At The Top Of Henry PassI began the final climb above tree line to get over the pass.  The winds were overpowering, at least 70 km/h.  I was really getting hammered and had to brace myself by leaning into the gusts or else I would have been blown over.  The trail markings were pretty sparse and sometimes I wasn’t sure where I was going, so I just followed my instincts.  There was a pond at the top of the pass that had whitecaps in it.  The winds were all funneled by the surrounding mountains into Henry Pass.  I took a look from the top of the pass.  I looked backwards to see where I had come from and I looked forward to see where I was going.  I can’t forget those sights as it felt as if I could see forever.

I crested the pass and started down the other side.  Looking to the west, was a long valley that was absolutely, completely green.  I couldn’t yet see George Sound, but I knew that it was ahead of me, somewhere out there.  Going down the west side of the pass was quite steep.  I had to cross a wide open section of rock that was at a 75 degree angle and crossed under a waterfall that flowed across the barren rock and then it was back into the trees.  I still had to be very careful, but at least I was out of the winds.  It was a steep descent down the valley.  I was very consciously careful how I walked as there were a lot of places to get hurt.  Not always overtly dangerous places, rather the footing was wet and slippery and the rocks and tree roots were irregular and covered in moss.  One could have twisted a knee or ankle in 10,000 places.  One of the things I had to do today was to stay completely focused on tramping.  It only takes a moment of inattention and one can get hurt.  However, I also needed to keep a steady pace in order to get to the sound before dark.  I kept going downhill and downhill.
----------------
**Task details**
Please output the stretch of the Henry Pass account from "At The Top Of Henry" through "could see forever.", word for word. The lines that come next aren't needed for anything here.

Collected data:
----------------
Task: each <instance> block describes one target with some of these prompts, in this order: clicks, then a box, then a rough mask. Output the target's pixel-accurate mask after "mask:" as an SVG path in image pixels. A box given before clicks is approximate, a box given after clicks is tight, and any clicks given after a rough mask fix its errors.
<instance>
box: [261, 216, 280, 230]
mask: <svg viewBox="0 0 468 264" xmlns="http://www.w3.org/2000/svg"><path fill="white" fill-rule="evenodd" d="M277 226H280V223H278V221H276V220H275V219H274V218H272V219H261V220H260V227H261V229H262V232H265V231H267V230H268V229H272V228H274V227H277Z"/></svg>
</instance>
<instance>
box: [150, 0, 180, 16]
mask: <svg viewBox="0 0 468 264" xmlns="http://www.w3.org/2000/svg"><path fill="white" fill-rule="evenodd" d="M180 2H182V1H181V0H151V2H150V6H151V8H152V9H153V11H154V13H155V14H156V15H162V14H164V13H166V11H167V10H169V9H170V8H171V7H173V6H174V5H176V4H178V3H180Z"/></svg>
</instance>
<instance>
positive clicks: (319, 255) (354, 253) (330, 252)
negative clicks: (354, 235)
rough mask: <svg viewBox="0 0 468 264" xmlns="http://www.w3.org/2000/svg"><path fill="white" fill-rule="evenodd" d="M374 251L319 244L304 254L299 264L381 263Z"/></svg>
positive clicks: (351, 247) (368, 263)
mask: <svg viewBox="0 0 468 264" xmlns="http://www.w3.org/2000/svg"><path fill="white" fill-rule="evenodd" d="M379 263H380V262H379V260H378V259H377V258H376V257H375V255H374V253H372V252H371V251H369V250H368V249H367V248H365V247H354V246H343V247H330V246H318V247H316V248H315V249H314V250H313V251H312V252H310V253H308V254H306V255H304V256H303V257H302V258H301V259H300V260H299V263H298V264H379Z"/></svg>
----------------
**Response**
At The Top Of Henry PassI began the final climb above tree line to get over the pass.  The winds were overpowering, at least 70 km/h.  I was really getting hammered and had to brace myself by leaning into the gusts or else I would have been blown over.  The trail markings were pretty sparse and sometimes I wasn’t sure where I was going, so I just followed my instincts.  There was a pond at the top of the pass that had whitecaps in it.  The winds were all funneled by the surrounding mountains into Henry Pass.  I took a look from the top of the pass.  I looked backwards to see where I had come from and I looked forward to see where I was going.  I can’t forget those sights as it felt as if I could see forever.